Written instruction — Update the listing from the line that contains "Mark one point per instance of the stemmed" through the end of the listing, changing "dark curtain" to "black curtain" and leaving everything else unchanged.

───── Extracted information

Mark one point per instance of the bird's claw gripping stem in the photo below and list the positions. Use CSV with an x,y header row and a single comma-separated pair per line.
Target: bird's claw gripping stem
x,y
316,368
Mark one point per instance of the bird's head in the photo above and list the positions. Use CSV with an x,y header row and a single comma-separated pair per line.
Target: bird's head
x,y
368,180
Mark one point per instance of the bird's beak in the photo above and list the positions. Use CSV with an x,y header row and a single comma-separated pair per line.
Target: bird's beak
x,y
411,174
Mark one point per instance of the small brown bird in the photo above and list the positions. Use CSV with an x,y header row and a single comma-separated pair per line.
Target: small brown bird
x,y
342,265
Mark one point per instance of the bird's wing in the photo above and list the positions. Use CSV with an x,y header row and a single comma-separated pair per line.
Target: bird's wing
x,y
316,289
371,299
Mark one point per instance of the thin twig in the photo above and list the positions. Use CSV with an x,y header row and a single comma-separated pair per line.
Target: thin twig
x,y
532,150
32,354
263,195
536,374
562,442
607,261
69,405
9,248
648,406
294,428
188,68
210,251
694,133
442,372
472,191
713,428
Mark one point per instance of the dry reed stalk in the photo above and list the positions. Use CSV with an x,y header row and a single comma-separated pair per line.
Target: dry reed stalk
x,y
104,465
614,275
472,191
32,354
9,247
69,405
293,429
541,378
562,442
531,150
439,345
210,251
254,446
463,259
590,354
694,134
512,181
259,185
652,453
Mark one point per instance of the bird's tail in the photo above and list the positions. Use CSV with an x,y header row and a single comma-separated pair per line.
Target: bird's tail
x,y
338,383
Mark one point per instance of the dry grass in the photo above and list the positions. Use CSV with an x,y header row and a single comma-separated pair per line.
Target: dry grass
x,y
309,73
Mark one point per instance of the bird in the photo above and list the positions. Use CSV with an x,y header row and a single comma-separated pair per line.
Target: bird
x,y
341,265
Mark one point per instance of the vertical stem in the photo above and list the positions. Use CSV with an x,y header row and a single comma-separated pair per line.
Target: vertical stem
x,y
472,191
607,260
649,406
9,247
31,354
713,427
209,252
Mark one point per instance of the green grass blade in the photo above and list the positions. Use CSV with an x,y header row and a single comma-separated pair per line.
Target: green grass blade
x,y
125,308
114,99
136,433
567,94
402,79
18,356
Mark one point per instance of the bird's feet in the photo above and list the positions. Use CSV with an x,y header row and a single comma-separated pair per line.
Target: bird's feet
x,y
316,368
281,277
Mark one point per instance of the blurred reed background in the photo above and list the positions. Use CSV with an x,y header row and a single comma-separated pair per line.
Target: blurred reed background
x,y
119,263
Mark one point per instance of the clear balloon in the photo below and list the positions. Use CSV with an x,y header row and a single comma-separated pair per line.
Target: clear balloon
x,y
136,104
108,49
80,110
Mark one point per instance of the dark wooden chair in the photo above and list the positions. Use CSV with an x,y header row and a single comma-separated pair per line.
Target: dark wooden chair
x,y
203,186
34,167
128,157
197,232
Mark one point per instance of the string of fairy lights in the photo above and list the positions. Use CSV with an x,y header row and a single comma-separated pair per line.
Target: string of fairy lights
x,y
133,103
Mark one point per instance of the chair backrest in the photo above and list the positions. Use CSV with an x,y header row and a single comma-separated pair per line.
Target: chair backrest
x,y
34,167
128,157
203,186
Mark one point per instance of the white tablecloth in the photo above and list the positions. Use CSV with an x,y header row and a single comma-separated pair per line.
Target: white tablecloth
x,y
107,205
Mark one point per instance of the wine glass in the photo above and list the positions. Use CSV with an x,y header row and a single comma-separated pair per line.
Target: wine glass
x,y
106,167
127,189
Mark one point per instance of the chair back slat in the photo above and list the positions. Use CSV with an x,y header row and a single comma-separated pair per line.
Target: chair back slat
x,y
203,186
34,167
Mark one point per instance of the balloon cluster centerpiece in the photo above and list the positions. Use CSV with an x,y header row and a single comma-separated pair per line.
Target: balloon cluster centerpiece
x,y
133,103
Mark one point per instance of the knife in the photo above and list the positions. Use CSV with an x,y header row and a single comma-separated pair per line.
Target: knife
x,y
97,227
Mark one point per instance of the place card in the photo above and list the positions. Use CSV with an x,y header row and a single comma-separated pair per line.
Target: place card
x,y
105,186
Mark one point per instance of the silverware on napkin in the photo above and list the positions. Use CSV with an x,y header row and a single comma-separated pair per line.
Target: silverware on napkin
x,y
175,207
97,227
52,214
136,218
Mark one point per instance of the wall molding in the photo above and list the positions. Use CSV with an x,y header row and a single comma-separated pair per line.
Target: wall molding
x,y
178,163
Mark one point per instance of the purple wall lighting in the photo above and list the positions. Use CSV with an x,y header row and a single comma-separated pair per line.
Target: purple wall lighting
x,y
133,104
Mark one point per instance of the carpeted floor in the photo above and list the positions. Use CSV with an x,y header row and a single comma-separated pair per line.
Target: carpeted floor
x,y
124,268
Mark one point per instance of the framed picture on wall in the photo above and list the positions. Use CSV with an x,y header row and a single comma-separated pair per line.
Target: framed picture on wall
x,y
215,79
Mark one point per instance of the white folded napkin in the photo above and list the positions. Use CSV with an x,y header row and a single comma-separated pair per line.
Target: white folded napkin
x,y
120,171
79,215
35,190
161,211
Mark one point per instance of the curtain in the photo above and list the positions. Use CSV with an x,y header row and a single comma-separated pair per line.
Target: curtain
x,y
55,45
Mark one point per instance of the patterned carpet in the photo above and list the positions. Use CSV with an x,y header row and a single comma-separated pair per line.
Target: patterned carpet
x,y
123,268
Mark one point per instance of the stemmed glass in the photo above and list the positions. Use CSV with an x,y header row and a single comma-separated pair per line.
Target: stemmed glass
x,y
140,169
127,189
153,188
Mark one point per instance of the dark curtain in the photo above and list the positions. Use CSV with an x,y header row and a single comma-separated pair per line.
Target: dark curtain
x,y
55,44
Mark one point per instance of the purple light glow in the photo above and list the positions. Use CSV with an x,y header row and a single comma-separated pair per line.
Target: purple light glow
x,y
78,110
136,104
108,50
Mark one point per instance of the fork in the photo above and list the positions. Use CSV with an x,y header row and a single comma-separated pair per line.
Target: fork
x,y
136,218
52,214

──────────

The output —
Mark one point per instance of the stemmed glass in the photo above and list the positions. Use CSV with an x,y header row and a single comma-separated pair per line.
Target: stemmed glass
x,y
140,169
127,189
153,188
Mark one point per instance of the black curtain in the photo above and list the positions. Use CSV with an x,y header row and a single comma-separated pair per line.
Target: black curtain
x,y
55,44
Mark one point per instance of the purple light glow in the photo above and list the positions. Use CSV with an x,y header row and a single comma-separated pair per line.
Target: purple light glow
x,y
78,110
136,104
108,50
Mark one point per instance of the fork in the photo above and list the positions. Use CSV with an x,y header row and a single comma-separated pair per line.
Target: fork
x,y
136,218
52,214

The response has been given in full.